-- Aim of the task --
Write out the whole of the material exactly.
##### Provided data #####
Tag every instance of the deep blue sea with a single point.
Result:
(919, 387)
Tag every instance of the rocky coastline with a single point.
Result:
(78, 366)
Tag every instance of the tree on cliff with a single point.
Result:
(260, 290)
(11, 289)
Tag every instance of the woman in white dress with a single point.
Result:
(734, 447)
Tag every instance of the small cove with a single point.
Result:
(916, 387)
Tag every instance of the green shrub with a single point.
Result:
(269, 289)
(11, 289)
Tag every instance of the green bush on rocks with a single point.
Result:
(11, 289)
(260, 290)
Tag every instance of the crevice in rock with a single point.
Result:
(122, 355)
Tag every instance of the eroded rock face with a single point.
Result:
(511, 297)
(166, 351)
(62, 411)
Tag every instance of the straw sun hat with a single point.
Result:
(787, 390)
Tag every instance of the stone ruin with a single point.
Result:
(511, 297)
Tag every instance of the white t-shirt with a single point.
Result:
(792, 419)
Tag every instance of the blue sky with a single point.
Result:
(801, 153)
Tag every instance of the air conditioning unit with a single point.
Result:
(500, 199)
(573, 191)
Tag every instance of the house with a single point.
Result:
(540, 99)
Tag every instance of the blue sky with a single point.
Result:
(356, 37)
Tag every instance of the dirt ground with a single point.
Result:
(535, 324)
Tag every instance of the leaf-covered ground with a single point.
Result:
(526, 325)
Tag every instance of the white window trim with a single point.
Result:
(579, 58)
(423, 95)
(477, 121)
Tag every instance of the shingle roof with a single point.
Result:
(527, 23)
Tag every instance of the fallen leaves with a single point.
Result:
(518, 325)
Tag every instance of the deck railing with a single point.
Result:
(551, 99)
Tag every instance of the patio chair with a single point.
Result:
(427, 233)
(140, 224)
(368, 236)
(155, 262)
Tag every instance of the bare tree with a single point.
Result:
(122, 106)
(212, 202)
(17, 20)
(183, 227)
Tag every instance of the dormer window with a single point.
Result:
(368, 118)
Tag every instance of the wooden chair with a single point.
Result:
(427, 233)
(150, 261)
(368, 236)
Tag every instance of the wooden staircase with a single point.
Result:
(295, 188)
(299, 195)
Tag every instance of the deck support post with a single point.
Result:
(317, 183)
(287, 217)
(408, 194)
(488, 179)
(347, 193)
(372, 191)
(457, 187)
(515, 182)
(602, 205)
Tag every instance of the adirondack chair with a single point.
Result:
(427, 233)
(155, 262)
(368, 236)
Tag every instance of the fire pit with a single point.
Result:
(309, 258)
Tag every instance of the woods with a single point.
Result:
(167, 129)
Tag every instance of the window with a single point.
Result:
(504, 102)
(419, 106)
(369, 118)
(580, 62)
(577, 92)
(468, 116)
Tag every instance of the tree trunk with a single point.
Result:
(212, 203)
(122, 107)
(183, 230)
#####
-- Finished exercise --
Tag every instance of the deep blue sea with a single point.
Result:
(919, 387)
Tag every instance of the rocky coastline with a single point.
Result:
(78, 366)
Tag every instance of the tree on cliff with a single point.
Result:
(260, 290)
(11, 289)
Tag every instance of the woman in white dress with a single point.
Result:
(734, 447)
Tag every instance of the small cove with a single point.
Result:
(916, 387)
Tag every instance of the green shrub with a single point.
Result:
(269, 289)
(11, 289)
Tag every instance of the green bush on rocks with a single point.
Result:
(11, 289)
(260, 290)
Tag every instance of the crevice in rock with a single point.
Result:
(122, 355)
Tag every instance of the eroded rock face with a single point.
Result:
(511, 297)
(166, 351)
(62, 411)
Tag every instance of the straw sun hat with a single point.
Result:
(787, 390)
Tag every instance of the stone ruin with a single point.
Result:
(511, 297)
Tag every instance of the white t-shirt with a single point.
Result:
(792, 419)
Tag every instance of the blue sky with a single point.
Result:
(801, 153)
Tag every instance of the air conditioning unit with a single point.
Result:
(500, 199)
(573, 191)
Tag every instance of the house with a single point.
Result:
(540, 99)
Tag every instance of the blue sky with a single point.
Result:
(356, 37)
Tag every instance of the dirt ground with a single point.
Result:
(535, 324)
Tag every instance of the leaf-covered ground with a single point.
Result:
(526, 325)
Tag every instance of the white window trim with a single point.
Result:
(579, 58)
(423, 95)
(477, 121)
Tag every instance of the shingle roof with a single point.
Result:
(527, 23)
Tag every instance of the fallen leaves with a single point.
Result:
(518, 325)
Tag every instance of the deck railing with a single point.
Result:
(551, 99)
Tag every instance of the patio chair with a single point.
Result:
(427, 233)
(140, 224)
(368, 236)
(155, 262)
Tag every instance of the bare tree with a single point.
Result:
(122, 106)
(212, 202)
(17, 20)
(183, 227)
Tag every instance of the dormer window with a single point.
Result:
(368, 118)
Tag every instance of the wooden chair with a single point.
Result:
(427, 233)
(150, 261)
(368, 236)
Tag every instance of the wooden staircase with a single point.
Result:
(295, 188)
(299, 195)
Tag every instance of the deck support post with a single point.
Result:
(317, 183)
(287, 217)
(408, 194)
(488, 179)
(347, 193)
(372, 191)
(457, 187)
(515, 182)
(602, 205)
Tag every instance of the adirondack chair with a single point.
Result:
(427, 233)
(155, 262)
(368, 236)
Tag every instance of the fire pit with a single point.
Result:
(309, 258)
Tag every instance of the woods with a single point.
Result:
(167, 129)
Tag every instance of the window with a single point.
Result:
(504, 102)
(419, 106)
(369, 118)
(580, 62)
(577, 92)
(468, 116)
Tag every instance of the tree trunk with a single point.
Result:
(212, 203)
(122, 107)
(183, 230)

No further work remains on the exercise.